→ **Your task**
Only the number is needed: how many lines in the entries below contain the string "emblem"?

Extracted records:
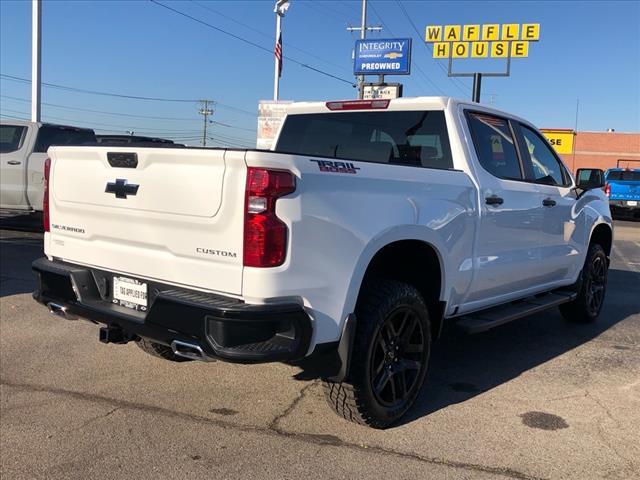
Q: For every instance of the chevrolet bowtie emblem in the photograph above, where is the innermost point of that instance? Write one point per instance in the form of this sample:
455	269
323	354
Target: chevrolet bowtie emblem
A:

→ **Task solution**
2